:: What the exercise asks ::
Show every line of the items below that contains the word "roof", copying each line in full.

Pointing dataset records:
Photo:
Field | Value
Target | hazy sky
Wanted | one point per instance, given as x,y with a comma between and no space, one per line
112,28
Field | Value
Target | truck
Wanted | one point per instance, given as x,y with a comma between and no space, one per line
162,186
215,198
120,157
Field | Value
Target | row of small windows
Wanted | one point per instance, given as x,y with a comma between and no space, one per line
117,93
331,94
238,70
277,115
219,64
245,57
--
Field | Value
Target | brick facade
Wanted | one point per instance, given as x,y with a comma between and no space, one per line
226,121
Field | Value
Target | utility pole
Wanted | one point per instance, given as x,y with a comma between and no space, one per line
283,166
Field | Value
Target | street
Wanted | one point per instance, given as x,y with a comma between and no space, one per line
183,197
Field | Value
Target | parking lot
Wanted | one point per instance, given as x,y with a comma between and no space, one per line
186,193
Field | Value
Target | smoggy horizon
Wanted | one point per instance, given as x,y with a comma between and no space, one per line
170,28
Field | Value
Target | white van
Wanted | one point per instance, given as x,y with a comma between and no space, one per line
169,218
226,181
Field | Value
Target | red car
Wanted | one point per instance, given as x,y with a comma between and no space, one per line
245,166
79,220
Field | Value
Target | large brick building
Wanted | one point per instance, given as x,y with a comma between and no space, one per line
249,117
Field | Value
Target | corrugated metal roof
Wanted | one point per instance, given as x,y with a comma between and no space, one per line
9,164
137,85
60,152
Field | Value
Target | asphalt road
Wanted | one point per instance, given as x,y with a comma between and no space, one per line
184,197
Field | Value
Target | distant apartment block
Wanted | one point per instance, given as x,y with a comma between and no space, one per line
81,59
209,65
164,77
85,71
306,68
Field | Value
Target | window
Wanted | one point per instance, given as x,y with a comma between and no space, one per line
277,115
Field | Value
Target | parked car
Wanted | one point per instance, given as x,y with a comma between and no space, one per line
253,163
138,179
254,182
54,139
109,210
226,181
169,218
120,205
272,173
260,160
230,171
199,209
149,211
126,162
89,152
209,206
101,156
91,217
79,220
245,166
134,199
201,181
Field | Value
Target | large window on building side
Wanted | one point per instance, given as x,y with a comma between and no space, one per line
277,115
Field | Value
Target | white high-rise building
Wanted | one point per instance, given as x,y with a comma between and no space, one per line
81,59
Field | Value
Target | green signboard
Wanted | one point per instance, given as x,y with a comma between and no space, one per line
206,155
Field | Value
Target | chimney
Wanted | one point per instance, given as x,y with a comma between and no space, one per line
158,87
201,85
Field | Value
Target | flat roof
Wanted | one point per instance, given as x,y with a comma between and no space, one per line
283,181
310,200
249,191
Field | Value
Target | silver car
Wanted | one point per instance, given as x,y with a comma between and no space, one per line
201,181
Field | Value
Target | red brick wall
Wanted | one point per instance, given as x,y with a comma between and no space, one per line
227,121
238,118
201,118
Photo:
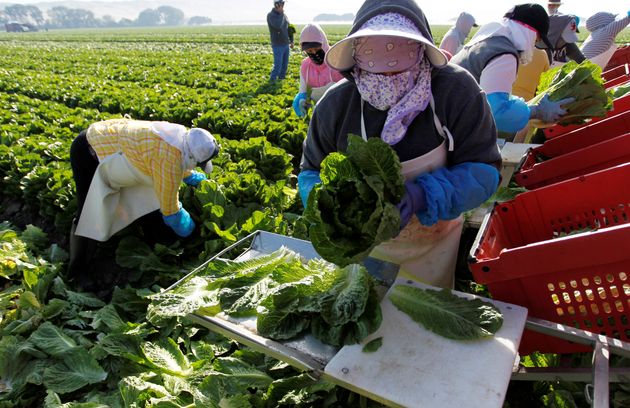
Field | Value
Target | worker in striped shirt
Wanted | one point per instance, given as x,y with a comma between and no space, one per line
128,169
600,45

:: Full output ::
Target | corrugated metal roof
Target | flat roof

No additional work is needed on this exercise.